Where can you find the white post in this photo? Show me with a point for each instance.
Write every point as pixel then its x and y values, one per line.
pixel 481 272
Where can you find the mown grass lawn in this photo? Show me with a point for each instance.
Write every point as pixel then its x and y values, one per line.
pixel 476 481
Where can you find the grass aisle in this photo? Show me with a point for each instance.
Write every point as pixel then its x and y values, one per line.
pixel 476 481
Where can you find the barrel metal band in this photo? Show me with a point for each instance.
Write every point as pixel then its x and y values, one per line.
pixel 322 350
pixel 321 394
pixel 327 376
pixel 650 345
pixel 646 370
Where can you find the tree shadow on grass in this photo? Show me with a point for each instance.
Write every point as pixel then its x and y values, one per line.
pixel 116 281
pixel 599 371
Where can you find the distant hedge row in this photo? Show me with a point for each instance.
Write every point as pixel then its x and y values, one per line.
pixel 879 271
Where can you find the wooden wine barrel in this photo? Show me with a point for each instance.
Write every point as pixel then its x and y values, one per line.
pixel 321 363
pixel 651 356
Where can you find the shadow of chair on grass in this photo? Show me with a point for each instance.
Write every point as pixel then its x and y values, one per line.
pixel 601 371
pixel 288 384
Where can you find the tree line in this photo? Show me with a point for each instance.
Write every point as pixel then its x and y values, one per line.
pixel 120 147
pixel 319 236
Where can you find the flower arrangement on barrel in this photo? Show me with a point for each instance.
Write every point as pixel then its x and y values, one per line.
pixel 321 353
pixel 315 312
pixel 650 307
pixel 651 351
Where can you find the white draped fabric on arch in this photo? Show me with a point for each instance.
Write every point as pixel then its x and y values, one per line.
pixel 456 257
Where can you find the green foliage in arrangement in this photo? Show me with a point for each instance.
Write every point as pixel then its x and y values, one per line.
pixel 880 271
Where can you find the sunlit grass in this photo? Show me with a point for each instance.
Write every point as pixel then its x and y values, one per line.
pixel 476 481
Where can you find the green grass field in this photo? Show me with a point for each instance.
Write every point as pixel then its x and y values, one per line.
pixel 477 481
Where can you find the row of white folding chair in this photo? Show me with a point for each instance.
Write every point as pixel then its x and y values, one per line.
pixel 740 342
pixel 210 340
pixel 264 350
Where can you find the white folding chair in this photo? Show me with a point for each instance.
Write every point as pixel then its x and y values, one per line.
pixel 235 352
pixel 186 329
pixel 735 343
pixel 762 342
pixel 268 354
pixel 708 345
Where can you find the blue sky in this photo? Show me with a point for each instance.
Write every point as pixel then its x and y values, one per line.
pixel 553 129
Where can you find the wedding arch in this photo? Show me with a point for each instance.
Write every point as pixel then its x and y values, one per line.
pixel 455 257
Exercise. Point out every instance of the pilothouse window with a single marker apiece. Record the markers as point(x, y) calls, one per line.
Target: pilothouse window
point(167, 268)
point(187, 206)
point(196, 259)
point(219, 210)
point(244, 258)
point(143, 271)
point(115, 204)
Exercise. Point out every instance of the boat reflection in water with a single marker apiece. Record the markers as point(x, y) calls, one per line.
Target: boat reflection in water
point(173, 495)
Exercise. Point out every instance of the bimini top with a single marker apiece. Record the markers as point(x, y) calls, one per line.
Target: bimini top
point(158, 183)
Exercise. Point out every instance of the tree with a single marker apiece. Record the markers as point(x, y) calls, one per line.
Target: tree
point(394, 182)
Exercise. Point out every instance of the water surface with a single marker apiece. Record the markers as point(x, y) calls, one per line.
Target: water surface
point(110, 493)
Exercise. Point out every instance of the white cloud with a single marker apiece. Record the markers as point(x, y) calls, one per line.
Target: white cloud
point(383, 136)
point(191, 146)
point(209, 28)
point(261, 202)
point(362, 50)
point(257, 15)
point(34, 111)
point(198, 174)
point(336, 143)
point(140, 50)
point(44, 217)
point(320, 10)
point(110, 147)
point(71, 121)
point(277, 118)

#### [What you have to do]
Exactly how many lines in the data above hold "Record"? State that number only.

#### [Output below]
6